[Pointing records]
## BEGIN
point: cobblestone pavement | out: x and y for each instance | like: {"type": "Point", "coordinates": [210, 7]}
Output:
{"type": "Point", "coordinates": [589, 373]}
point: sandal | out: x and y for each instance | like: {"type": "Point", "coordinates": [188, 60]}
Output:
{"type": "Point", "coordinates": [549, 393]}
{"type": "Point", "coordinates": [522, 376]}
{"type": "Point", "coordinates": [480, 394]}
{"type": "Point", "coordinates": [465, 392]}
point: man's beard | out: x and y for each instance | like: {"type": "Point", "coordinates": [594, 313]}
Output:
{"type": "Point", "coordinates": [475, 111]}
## END
◆ Problem to solve ◆
Convert the rows from the line with "point: man's beard" through the end of the rows into a JSON list of strings, one string per line, skipping any blank lines.

◆ Reply to the exercise ◆
[
  "point: man's beard | out: x and y for each instance | like: {\"type\": \"Point\", \"coordinates\": [594, 313]}",
  "Output:",
  "{\"type\": \"Point\", \"coordinates\": [475, 111]}"
]